Segment Open

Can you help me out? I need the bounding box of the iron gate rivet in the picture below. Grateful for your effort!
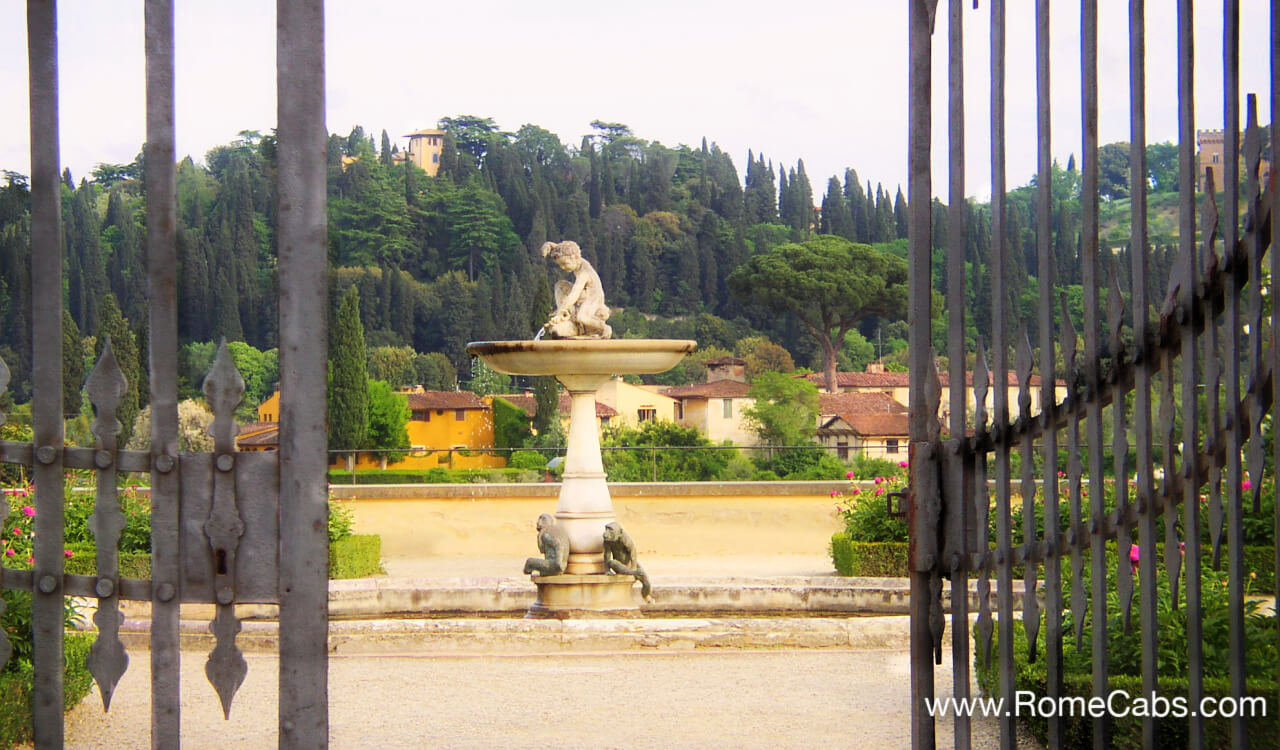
[37,575,57,593]
[35,445,56,464]
[216,587,234,605]
[95,578,114,598]
[216,454,235,472]
[94,450,113,469]
[156,582,175,602]
[155,454,175,473]
[283,721,295,732]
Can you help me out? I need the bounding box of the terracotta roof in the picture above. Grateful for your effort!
[820,412,910,437]
[705,356,745,366]
[492,393,617,419]
[818,391,907,416]
[661,380,753,399]
[236,424,279,447]
[405,390,487,410]
[238,421,277,436]
[803,371,1063,388]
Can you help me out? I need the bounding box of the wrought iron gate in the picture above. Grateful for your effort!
[1,2,329,747]
[909,1,1280,748]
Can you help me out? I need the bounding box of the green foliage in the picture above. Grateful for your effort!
[829,534,909,577]
[328,467,541,484]
[601,422,729,482]
[735,336,795,380]
[742,371,818,446]
[328,285,369,451]
[728,235,907,393]
[410,352,455,391]
[833,475,909,543]
[329,534,383,579]
[0,632,94,747]
[328,501,355,543]
[93,294,141,446]
[508,450,548,471]
[530,376,559,437]
[367,346,416,388]
[464,360,511,396]
[492,397,534,450]
[364,380,410,460]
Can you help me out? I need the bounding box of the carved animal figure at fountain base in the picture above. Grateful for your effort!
[523,513,570,577]
[603,522,652,602]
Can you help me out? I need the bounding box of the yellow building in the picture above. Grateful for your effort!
[239,389,504,469]
[404,128,446,176]
[495,393,617,436]
[661,379,758,446]
[816,392,910,460]
[595,377,679,427]
[1196,128,1272,193]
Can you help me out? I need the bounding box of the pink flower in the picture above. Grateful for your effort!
[25,557,32,565]
[4,548,14,557]
[1057,471,1066,478]
[874,487,885,496]
[9,528,21,537]
[21,506,35,517]
[1242,479,1253,491]
[874,477,884,485]
[898,460,909,468]
[830,490,840,498]
[850,487,861,496]
[64,549,74,559]
[846,471,855,479]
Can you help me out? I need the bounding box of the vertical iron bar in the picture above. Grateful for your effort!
[27,2,65,746]
[1221,2,1246,746]
[1080,1,1110,747]
[1179,0,1206,745]
[1128,2,1159,747]
[908,2,937,748]
[989,3,1016,748]
[946,0,971,746]
[144,1,181,746]
[1035,3,1063,745]
[1272,0,1280,712]
[277,2,330,747]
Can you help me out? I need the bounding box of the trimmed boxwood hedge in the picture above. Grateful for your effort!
[62,536,385,581]
[329,534,382,579]
[830,533,908,577]
[328,467,541,484]
[0,632,93,749]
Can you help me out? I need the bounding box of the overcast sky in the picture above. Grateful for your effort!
[0,1,1272,202]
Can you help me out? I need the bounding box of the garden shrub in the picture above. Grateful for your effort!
[508,450,548,471]
[0,632,93,749]
[329,534,382,579]
[830,532,908,577]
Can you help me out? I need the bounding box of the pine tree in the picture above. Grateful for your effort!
[328,285,369,454]
[380,129,393,167]
[62,309,85,418]
[94,294,140,446]
[893,187,909,240]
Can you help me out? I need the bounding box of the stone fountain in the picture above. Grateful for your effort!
[467,241,694,617]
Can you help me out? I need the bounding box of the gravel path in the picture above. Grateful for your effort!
[62,648,1041,749]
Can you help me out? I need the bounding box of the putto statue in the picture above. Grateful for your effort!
[540,241,612,340]
[523,513,570,577]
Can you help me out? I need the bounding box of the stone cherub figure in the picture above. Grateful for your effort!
[523,513,570,577]
[540,240,612,340]
[602,521,652,602]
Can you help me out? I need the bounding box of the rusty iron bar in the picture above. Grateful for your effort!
[1219,0,1240,746]
[143,0,182,745]
[27,1,66,746]
[945,0,971,746]
[1128,2,1160,747]
[276,1,331,746]
[1035,2,1064,745]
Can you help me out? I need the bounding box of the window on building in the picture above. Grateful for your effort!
[1212,154,1220,163]
[676,402,684,420]
[722,399,733,418]
[432,153,439,163]
[886,438,900,454]
[455,409,466,421]
[638,407,656,422]
[837,441,849,460]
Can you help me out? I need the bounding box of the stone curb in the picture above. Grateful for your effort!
[114,615,931,654]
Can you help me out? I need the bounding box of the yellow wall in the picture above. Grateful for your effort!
[330,402,505,470]
[597,378,678,427]
[257,392,280,423]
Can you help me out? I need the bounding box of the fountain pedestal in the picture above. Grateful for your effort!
[466,339,695,617]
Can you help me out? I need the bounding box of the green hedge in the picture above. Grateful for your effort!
[328,468,541,484]
[0,632,93,749]
[329,534,382,579]
[830,533,908,576]
[61,536,386,581]
[976,625,1278,749]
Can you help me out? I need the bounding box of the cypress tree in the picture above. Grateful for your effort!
[95,294,140,446]
[328,285,369,454]
[62,309,85,418]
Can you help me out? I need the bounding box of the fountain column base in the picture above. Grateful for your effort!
[525,574,642,619]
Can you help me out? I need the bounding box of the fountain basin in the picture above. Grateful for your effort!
[465,339,696,377]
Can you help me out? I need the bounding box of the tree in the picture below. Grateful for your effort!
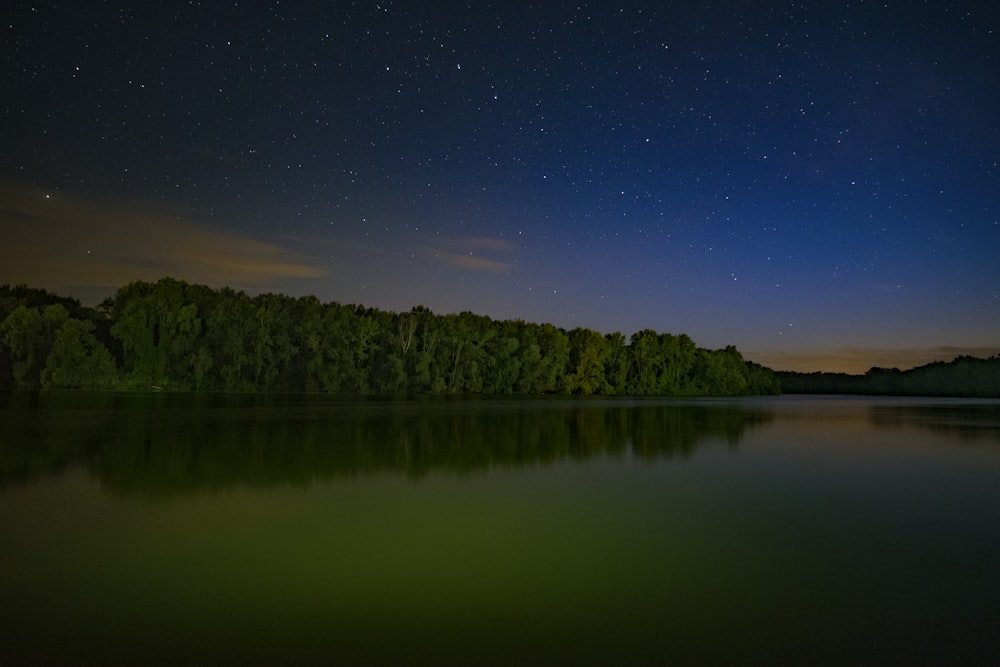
[693,346,748,396]
[483,330,521,394]
[530,323,570,393]
[660,333,698,394]
[107,278,205,389]
[565,327,609,395]
[628,329,661,395]
[604,332,630,394]
[250,293,300,391]
[0,304,69,388]
[42,318,117,388]
[204,287,256,391]
[439,311,492,393]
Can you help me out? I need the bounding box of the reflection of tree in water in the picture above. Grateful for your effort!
[0,391,107,489]
[0,394,772,498]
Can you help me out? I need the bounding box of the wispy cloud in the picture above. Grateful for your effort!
[429,237,519,274]
[0,181,325,297]
[434,251,516,274]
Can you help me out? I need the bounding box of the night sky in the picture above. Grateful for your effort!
[3,1,998,372]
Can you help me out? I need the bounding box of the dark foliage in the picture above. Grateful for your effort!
[778,356,1000,398]
[2,277,780,395]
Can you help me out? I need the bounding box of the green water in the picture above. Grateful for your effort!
[1,393,999,665]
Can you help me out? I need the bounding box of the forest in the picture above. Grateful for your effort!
[0,278,780,396]
[778,357,1000,398]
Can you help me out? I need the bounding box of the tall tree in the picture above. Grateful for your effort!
[42,318,117,389]
[565,327,609,395]
[0,304,69,388]
[604,332,630,394]
[530,323,570,393]
[107,278,205,389]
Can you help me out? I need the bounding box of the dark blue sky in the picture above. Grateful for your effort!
[3,1,998,371]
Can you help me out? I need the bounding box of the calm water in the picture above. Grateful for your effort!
[1,393,999,666]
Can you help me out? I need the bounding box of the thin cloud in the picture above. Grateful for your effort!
[436,251,515,274]
[0,181,325,295]
[430,237,519,274]
[459,237,519,252]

Segment Closed

**EXERCISE DIRECTIONS:** Print every entry exactly; omit the pictures.

**OUTPUT BELOW:**
Can you help me out? I need the bounding box of the iron gate rivet in the picture below. Grateful for your effort!
[37,575,57,593]
[35,445,56,464]
[216,587,234,605]
[95,578,114,598]
[216,454,235,472]
[94,450,113,469]
[156,582,175,602]
[155,454,175,473]
[283,721,295,732]
Can you help me out? I need the bounding box of the terracotta roof in the picture above. Grateful for your effort!
[820,412,910,437]
[705,356,745,366]
[492,393,617,419]
[818,391,907,416]
[661,380,753,399]
[236,424,279,447]
[405,390,487,410]
[238,421,277,436]
[803,371,1063,388]
Can you help me out? I need the bounding box of the wrought iron gate in the picture above. Grateful for your effort!
[1,2,329,747]
[909,1,1280,748]
Can you help me out? I need the bounding box of the green foliage in the picture above. Grateful for your effort!
[829,534,909,577]
[328,467,541,484]
[601,422,729,482]
[735,336,795,380]
[742,371,818,446]
[328,285,369,451]
[728,235,907,393]
[410,352,455,391]
[833,475,909,543]
[329,534,383,579]
[0,632,94,747]
[328,501,355,543]
[93,294,141,446]
[508,450,548,471]
[530,376,559,437]
[367,346,416,388]
[464,360,511,396]
[492,397,534,450]
[364,380,410,460]
Can you help me out? I need the bounding box of the carved animal figure at fountain base in the picture above. Grateful for your effort!
[523,513,570,577]
[603,522,652,602]
Can you help me out? I need the bounding box of the yellow building in the picture above. Grateful for your effort!
[239,389,504,469]
[404,128,446,176]
[495,393,617,436]
[661,379,758,446]
[816,392,910,460]
[595,377,679,427]
[1196,128,1272,193]
Can you help me out? I need the bounding box of the pink flower in the picture above. Grateful for your effort!
[25,557,32,565]
[4,548,14,557]
[1057,471,1066,478]
[874,487,885,496]
[9,528,21,537]
[21,506,35,517]
[1242,479,1253,491]
[874,477,884,485]
[898,460,909,468]
[830,490,840,498]
[850,487,861,496]
[64,549,74,559]
[846,471,855,479]
Can you help me out? I need the bounding box of the vertical iron bar in the picture above. Grateful for your effort!
[27,2,65,746]
[1221,2,1246,746]
[1080,1,1110,747]
[1179,0,1206,745]
[1128,2,1159,747]
[908,2,937,748]
[989,3,1016,748]
[946,0,971,746]
[144,1,181,746]
[1035,3,1063,745]
[1272,0,1280,712]
[277,2,330,747]
Can you help me out? I need the bounding box of the trimmed boxwood hedge in the picture above. Grateful for your effort!
[62,536,385,581]
[329,534,382,579]
[830,533,908,577]
[328,467,541,484]
[0,632,93,749]
Can you help me out? I need the bounding box of the overcast sky in the picture above. Grateful for your effort!
[0,1,1272,202]
Can you help me out? I need the bounding box of the garden shrub in the picture above. Grateful for your effort!
[508,450,548,471]
[0,632,93,749]
[329,534,382,579]
[830,532,908,577]
Can you help me out? I need the bounding box of the pine tree in the picture above. Grateful for your effort!
[328,285,369,454]
[380,129,393,167]
[62,309,85,418]
[94,294,140,446]
[893,187,909,240]
Can you help me out? I need the bounding box of the stone fountain in the picture above. Grateful for your effort!
[467,241,694,617]
Can you help me out? I need the bounding box of the gravel path in the picture above. Grateful for your effort!
[62,648,1041,749]
Can you help me out? I need the bounding box of the putto statue in the picture above. Grateful for your effort!
[540,241,612,340]
[523,513,570,577]
Can you help me out? I need the bounding box of the stone cherub figure in the picture above. Grateful for your effort!
[523,513,570,577]
[540,240,612,340]
[602,521,652,602]
Can you help me out? I need the bounding box of the rusty iron bar in the picture above. Grateful for your effort!
[1219,0,1240,746]
[143,0,182,745]
[27,1,66,746]
[945,0,971,746]
[1128,2,1160,747]
[276,1,331,746]
[1035,2,1064,745]
Can you help me out? I need the bounding box of the window on building in the picture above. Grateful for your effort!
[1212,154,1220,163]
[676,402,684,420]
[722,399,733,418]
[432,153,439,163]
[886,438,900,454]
[455,409,466,421]
[638,407,656,422]
[837,441,849,460]
Can you help me out? I need the bounding box of the stone curb in the picture above. Grateful for your effort!
[114,615,931,654]
Can you help me out? I need the bounding box of the yellow wall in the picture above. Grateful for your effort!
[330,402,505,470]
[597,378,678,427]
[257,392,280,423]
Can you help me out? I need the bounding box of the fountain pedestal in the picture above. Grateful for your effort!
[466,339,695,617]
Can you help me out? I need the bounding box of the green hedge in the picture above. Grateful for your effort!
[328,468,541,484]
[0,632,93,749]
[329,534,382,579]
[830,533,908,576]
[61,536,386,581]
[976,625,1278,749]
Can you help me out? I need the bounding box of the cypress tree in the picture above. Grateful for your effort!
[95,294,140,446]
[328,285,369,454]
[62,309,85,418]
Can you help me out? I need the bounding box of the fountain column base in the picture above. Grateful for your effort!
[525,574,642,619]
Can you help me out? I need the bounding box of the fountain basin in the picture above. Grateful for your effort!
[465,339,696,377]
Can you help me out? I need the bounding box of the tree in the picture below. Grateful for your effort!
[693,346,748,396]
[483,330,521,394]
[530,323,570,393]
[660,333,698,394]
[107,278,205,389]
[565,327,609,395]
[628,329,661,395]
[604,332,630,394]
[250,293,300,391]
[0,304,69,388]
[42,318,117,388]
[204,287,256,391]
[439,311,492,393]
Can you help me out? I need the bounding box of the reflection of tree in water in the picture above. Grateful for your effort!
[0,391,107,489]
[0,394,772,498]
Can you help me out? I need the bounding box of the wispy cloud in the picture above. Grateful for your effort!
[429,237,519,274]
[0,181,325,297]
[434,251,516,274]
Can you help me out? I need the bounding box of the night sky in the picture above. Grateful for your effort!
[3,1,998,372]
Can you help me out? I need the bounding box of the dark foliage in the picture above. Grateful for your effort!
[778,356,1000,398]
[2,277,780,395]
Can you help me out? I need the bounding box of the green water in the picture above. Grateful for your effort!
[1,393,999,665]
Can you help me out? I need the bounding box of the forest in the picture above. Grateful for your effort!
[0,278,780,396]
[778,357,1000,398]
Can you help me out? I need the bounding box of the tall tree in the picture above. Grateful for your effort!
[42,318,117,389]
[565,327,609,395]
[0,304,69,388]
[604,332,630,394]
[530,323,570,393]
[107,278,205,389]
Can you help me out? I need the bounding box of the dark blue sky in the picture above. Grateful for your effort!
[3,1,998,371]
Can you help me out? I need the bounding box of the calm water in the picture above. Grateful for your effort!
[1,393,999,666]
Can you help me out? I need the bounding box of the thin cloud in the picture above. Grateful for your effort!
[436,251,515,274]
[0,181,325,295]
[430,237,519,274]
[459,237,519,252]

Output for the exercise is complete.